* _Conjunto de tarefas_:
1. Responda sobre a entrevista com Lobão:
(a) Como o título apresenta Lobão?
(b) A quem se recomenda dispensar a leitura?
(c) Em que canal vai ao ar o programa "Saca Rolha"?
2. Como fica em inglês a frase "Lobão não tem papas na língua.", da entrevista com Lobão?
3. Dê sequência à entrevista com Lobão a partir da última frase apresentada.

* _Trecho exibido_:
::::::::::

Por Pedro Venceslau

Entrevista com o cantor e compositor Lobão

Lobão não tem papas na língua. Fala o que pensa. Ainda mais quando conversa de forma descontraída, em mesa de bar, a bordo de um chopp. Recomenda-se que os mais recatados e puritanos dispensem a leitura. Copiou?

Entre shows, gravações do programa “Saca Rolha”, no Canal 21 – onde divide a cena com Marcelo Tas e Mariana Weickert –, e eventos de divulgação de seu novo CD “Canções dentro da noite escura”, o rebelde número um da cena musical brasileira encontrou um tempo para receber Pedro Venceslau (editor de CONTATO), Lina Garrido e Gabriela Miranda, membros da equipe de reportagem da revista IMPRENSA. O papo rendeu...

::::::::::

* _Material extraído_:
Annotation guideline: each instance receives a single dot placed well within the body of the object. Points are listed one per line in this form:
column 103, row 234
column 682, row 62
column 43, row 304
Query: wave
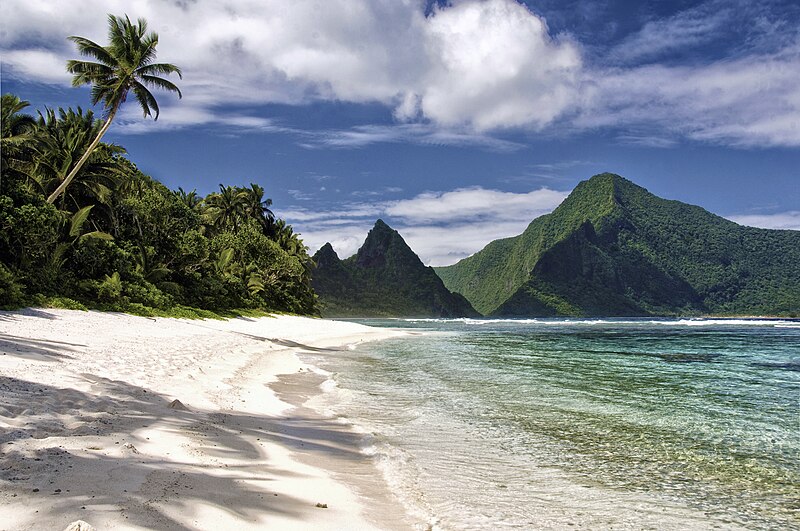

::::::::::

* _Respostas_:
1.
(a) Como cantor e compositor.
(b) Aos mais recatados e puritanos.
(c) No Canal 21.

2. Lobão doesn't mince words.

3.
O bate papo foi no último dia 22 de agosto, no bar do hotel Meliá, QG do artista em São Paulo. A entrevista foi no estilo "pinga-fogo", e mesclou perguntas nossas com outras, enviadas para a redação de outros veículos de comunicação.
Ligado o gravador, Lobão não perdoou Chico e Caetano, Zezé e Luciano, mensalão, PT, Lula e tudo o que estava ao alcance do seu pensamento.
CONTATO reproduz, com exclusividade, os melhores trechos da entrevista, publicada por IMPRENSA em sua edição de setembro:

Pedro Venceslau – Você votou no Lula??
LOBÃO – Eu não só votei no Lula como fiz campanha para ele desde 1989. E eu não sou do PT. Eu estou achando uma merda o que está acontecendo. Foi uma decepção terrível desde o início, quando deram o Ministério da Cultura para o Gilberto Gil. Puseram uma raposa em um galinheiro. Além disso, um presidente não pode ser fã do Zezé di Camargo e Luciano. Não pode, não pode, não pode...

Lina Garrido – Por que essa birra com o Gil?
LOBÃO – Porque ele é um contratado de multinacional, está a serviço das multinacionais – tanto ele como o Caetano.

Gabriela Miranda – Você odeia música sertaneja?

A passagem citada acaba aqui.